━━━━━ RECORDS TO PROCESS ━━━━━

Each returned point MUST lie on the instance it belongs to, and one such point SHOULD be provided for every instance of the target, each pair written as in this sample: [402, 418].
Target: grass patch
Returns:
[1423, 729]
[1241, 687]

━━━━━

▸ **WHAT TO PRODUCE**
Using the exact wording, write out all of the records.

▸ **RESPONSE**
Each returned point MUST lie on the instance it belongs to, and one such point SHOULD be provided for every instance of the target, each pair written as in this sample: [402, 418].
Target: grass patch
Returns:
[1423, 729]
[1241, 687]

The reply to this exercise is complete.